TASK INPUTS
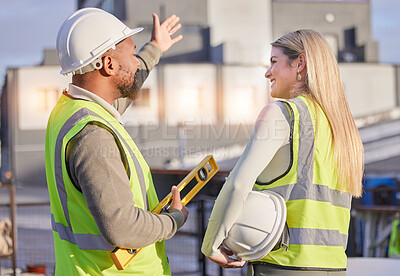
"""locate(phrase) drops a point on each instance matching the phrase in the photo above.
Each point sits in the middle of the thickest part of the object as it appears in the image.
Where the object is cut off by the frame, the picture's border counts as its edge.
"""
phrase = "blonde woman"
(305, 147)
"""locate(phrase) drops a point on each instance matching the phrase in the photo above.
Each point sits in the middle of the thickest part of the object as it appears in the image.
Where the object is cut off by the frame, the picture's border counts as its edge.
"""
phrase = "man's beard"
(127, 87)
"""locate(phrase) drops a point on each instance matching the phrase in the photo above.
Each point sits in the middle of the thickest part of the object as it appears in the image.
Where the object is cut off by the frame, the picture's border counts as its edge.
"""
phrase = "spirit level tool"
(123, 256)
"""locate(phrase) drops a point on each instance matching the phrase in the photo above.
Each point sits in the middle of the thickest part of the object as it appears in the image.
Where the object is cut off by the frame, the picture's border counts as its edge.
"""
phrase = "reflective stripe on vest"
(310, 232)
(79, 247)
(72, 121)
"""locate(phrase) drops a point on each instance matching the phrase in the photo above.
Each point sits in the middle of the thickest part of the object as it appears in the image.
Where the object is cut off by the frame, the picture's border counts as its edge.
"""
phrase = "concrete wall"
(370, 88)
(330, 18)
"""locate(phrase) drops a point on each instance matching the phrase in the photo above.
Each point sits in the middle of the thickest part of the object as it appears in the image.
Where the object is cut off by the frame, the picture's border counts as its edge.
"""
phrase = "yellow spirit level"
(203, 173)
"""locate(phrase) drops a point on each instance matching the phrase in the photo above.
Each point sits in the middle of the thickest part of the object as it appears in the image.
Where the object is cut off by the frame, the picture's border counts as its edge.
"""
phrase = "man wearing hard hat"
(100, 186)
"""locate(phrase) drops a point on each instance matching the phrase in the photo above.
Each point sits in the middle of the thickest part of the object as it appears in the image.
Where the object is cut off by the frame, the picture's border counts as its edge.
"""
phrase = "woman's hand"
(224, 259)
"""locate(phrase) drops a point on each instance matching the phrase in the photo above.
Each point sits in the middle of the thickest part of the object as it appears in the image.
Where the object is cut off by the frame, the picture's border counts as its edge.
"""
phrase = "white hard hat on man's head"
(85, 36)
(259, 226)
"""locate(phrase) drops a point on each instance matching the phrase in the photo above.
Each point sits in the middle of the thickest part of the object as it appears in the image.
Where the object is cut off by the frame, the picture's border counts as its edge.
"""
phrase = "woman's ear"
(301, 62)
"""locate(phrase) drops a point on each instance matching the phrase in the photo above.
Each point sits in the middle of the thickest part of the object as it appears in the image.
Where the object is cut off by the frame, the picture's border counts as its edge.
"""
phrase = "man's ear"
(301, 62)
(109, 65)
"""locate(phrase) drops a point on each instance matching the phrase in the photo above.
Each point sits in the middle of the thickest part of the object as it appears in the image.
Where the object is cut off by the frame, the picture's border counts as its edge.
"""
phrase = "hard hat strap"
(95, 65)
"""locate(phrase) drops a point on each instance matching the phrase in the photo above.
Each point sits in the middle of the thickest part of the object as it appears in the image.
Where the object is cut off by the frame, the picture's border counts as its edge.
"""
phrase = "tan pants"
(266, 270)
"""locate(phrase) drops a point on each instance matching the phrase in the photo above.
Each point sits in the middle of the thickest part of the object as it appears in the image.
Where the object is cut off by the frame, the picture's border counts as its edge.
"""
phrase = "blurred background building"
(205, 95)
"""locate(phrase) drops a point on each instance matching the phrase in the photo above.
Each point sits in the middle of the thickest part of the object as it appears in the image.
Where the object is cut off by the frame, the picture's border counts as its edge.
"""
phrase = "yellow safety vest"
(79, 247)
(318, 214)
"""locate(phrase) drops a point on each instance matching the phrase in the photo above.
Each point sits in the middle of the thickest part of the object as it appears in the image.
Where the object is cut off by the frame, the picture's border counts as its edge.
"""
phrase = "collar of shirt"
(80, 93)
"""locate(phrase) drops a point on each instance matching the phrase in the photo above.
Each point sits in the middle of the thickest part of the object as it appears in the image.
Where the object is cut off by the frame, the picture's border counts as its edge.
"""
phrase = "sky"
(27, 27)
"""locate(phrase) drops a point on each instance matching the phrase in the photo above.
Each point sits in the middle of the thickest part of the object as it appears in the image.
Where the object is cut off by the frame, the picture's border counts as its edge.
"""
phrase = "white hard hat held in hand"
(259, 226)
(85, 36)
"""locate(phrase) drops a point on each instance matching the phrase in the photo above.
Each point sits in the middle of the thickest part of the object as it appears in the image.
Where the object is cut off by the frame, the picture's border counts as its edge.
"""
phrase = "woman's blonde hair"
(323, 85)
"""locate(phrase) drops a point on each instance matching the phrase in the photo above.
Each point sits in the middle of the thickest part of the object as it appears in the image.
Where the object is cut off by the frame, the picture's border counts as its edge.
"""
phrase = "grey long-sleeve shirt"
(96, 168)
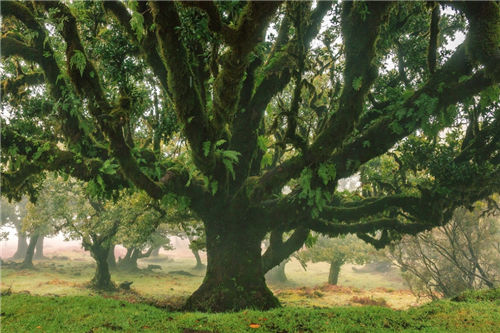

HOW TO COMPLETE THIS TASK
From the first line to the last, copy the records above exactly and drop any pictures.

OUTPUT BELOW
"""locate(phrase) drops a point on each instance matching the phrase in the photo above.
Each point sits in the middle of the thickest part of the object as it appears in the image.
Where the object is cut off by the frame, the picture's border counts as its edge.
"""
phrase = "blonde woman"
(305, 147)
"""locate(phrase) drops a point on each instance matching the phrase in the photo above.
Each point sits in the middle of the thickest part of the object as it appears in the image.
Where the object is cut off by the frame, the picture's border counts as its edge.
"""
phrase = "man's beard"
(127, 87)
"""locate(phrase) drops a point on each instance matching the phrase in the photo above.
Each point sits in the middle of the thickest part of the object as it appears in the image.
Where the object is cut off by the frame, the picture's border counts as its edge.
"""
phrase = "spirit level tool"
(123, 256)
"""locate(phrase) drops a point on each instance matching the phrase in the photo above.
Each point sits in the middle of the thickest part of the object as it appears in the image.
Where the object is cut off by the frame, the picture's border counts as its edge.
"""
phrase = "reflective stripe on vest"
(310, 232)
(79, 247)
(72, 121)
"""locate(phrase) drops a point on each instance matching the phrase in the photo above.
Each point sits in the middle of the thickest part of the object as it appears in the image.
Where the object is cut off by the frame, the picture's border counts as its edge.
"""
phrase = "concrete wall"
(370, 88)
(330, 18)
"""locate(phrase) drops a point on each instance matching the phrase in the photo above.
Each point sits in the middle of the thickest part of the object as it appears in the image.
Where the object is cut off by the frame, the picture's border counts as its edge.
"""
phrase = "yellow spirit level"
(203, 173)
"""locate(phrase) drops a point on each instance matching the phrase in the photo above.
Each point sits in the middle of the thickest part of the object as it appears in the image.
Where the object is cut off by the frame, the picture's border counts as its edge.
"""
phrase = "man wearing hard hat"
(100, 186)
"""locate(phrase) drops a point on each instance matching the phrase in the photo above.
Each point sits in the middle of the thickest part of the object as it appears in the image.
Where the object is cut off by the frame, the picture's border counts as its edge.
"""
phrase = "woman's hand"
(224, 259)
"""locate(phrase) drops a point on each instance matching the phrase in the photo above.
Each point sits in the middle of the thickest part of the object as it appears in the image.
Where the object is cut off by the frame, the picture's border counts as its edge.
"""
phrase = "white hard hat on man's head"
(85, 36)
(259, 226)
"""locate(phrase) drops a point on each instance matching the phrase in the photo above.
Each point sits in the middle of the thickest part of the object as it appears in the image.
Where the object is cut off by the frame, the picture's border counts as its edge.
"""
phrase = "woman's ear"
(301, 62)
"""locate(phrase) drops a point on each instance matching the phrase in the photo above.
Each point sits in the middle of the thickest part of the object as it appears in the image.
Where the object is cut off by the frame, the picture's border counts as its edge.
"""
phrase = "man's ear"
(301, 62)
(109, 65)
"""locate(phrase) drops a point on each instance matching the phrase in the photo above.
Each point sits in the middle of the thickest part of the object as it appears in the image.
Where the object is cut off by the frame, the picture's border counts as its edge.
"""
phrase = "hard hat strap"
(95, 65)
"""locate(phrase) drops a point on each instance matching the phrase in the photo above.
Each point sits in the middle of the thickest part of the object as it appears in the image.
Where the object is cut off by the frame, the picture's border counts as its edge.
"""
phrase = "tan pants"
(266, 270)
"""locate(phrase) drops a point on each instance matching the phrase in the photo above.
Each point sits in the middle of the thickest part of the object as it appears in the image.
Where the object is cut off by the frame, the picture's border counts as its edge.
"""
phrase = "blurred background building"
(205, 95)
"""locate(phrase) drops a point on each instance matching the phrase in the photo above.
Each point sits in the middle of the thickest part of the object as it appears in the image.
Where the object is cut off by the frame, the picture's border counts as its edge.
"""
phrase = "yellow safety vest"
(79, 247)
(318, 214)
"""locate(phrase) drops a point on each instance matching the phrase in the photo above.
Each point sits in the middle of the thickest part of the object as it appears in the image.
Where the object is cut off by the frame, the picture's border counts as its edge.
"""
phrase = "collar of shirt"
(80, 93)
"""locate(phrase) drops a point on each instance matching the phrase in the photo above.
Each point sits in the middle of the thickest part of the object as it appears in the image.
Where the object is cut off by the frame, the picture's border counts as its edge.
"""
phrase = "sky"
(27, 27)
"""locate(phrase) drops a point on each instance matching the phrase in the photo above.
Each point sits in the middle of the thickest part of the object as it appears in the image.
Where the object is cut off by the frame, the picture's border counts as its edge.
"""
phrase = "white hard hat held in hand"
(259, 226)
(85, 36)
"""locate(phrase) drops a point on each instance matching the phrase in the photo above.
Each point sits in the middle of the thickest part of the object as it appears in the image.
Where the object is cut off by the frame, the picture's border counts as its edge.
"""
phrase = "woman's blonde hair"
(323, 85)
"""locate(phrase) drops a point on each instance matching the phrase in the photo above.
Each point sits in the middle of the thickest part of the object as it appears in the image.
Where the object is cut off by the frame, the picture's border counts as its edge.
"""
phrase = "grey long-sleeve shirt"
(96, 168)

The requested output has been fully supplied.